┌──

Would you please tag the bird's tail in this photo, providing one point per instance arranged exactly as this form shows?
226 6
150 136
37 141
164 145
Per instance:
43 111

└──

### WHAT YOU NEED TO DO
Restate the whole listing exactly, leaving out nothing.

### EXERCISE OUTPUT
Would you please tag the bird's tail in this photo, providing one point per instance arranged exactly as this form shows?
226 6
150 136
37 141
164 145
Per instance:
43 111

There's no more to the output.